## begin Record set
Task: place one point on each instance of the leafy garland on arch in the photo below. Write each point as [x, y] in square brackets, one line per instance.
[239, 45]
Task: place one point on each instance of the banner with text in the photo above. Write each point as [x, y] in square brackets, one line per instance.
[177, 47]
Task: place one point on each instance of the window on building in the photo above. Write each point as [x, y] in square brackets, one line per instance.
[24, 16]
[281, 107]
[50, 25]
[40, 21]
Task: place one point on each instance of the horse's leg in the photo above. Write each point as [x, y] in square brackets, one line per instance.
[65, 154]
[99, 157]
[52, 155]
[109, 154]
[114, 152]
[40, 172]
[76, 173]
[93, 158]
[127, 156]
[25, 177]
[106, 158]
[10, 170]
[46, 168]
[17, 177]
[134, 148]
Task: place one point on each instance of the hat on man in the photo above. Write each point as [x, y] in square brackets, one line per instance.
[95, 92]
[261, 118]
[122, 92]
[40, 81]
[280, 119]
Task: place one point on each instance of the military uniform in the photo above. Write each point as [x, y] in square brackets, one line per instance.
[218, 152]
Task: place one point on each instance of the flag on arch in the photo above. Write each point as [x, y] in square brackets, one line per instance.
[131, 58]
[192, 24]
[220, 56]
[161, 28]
## end Record set
● Exercise requirements
Return the records word for word, from the line containing "Task: place one point on each instance of the horse's" through the end of the records.

● Answer to this exercise
Task: place one point on each instance of the horse's leg in the photo above. Write each point as [x, y] in square brackets, one line per instance.
[65, 154]
[99, 157]
[52, 155]
[109, 154]
[114, 152]
[40, 172]
[76, 173]
[93, 158]
[127, 156]
[25, 177]
[106, 158]
[10, 170]
[46, 168]
[17, 177]
[134, 148]
Task: place one point on each instance of the hat on man in the photo above. Write each point as [x, y] in square brackets, one line per instance.
[95, 92]
[261, 118]
[122, 92]
[40, 81]
[280, 119]
Task: place one point on each instance of the military uniform in the photo above. Write each point as [x, y] in square brackets, one line per instance.
[218, 152]
Task: place one point on each instance of the flag on arch in the photo above. Write each point as [x, y] in square brackets, one line per instance.
[131, 58]
[192, 24]
[220, 56]
[161, 28]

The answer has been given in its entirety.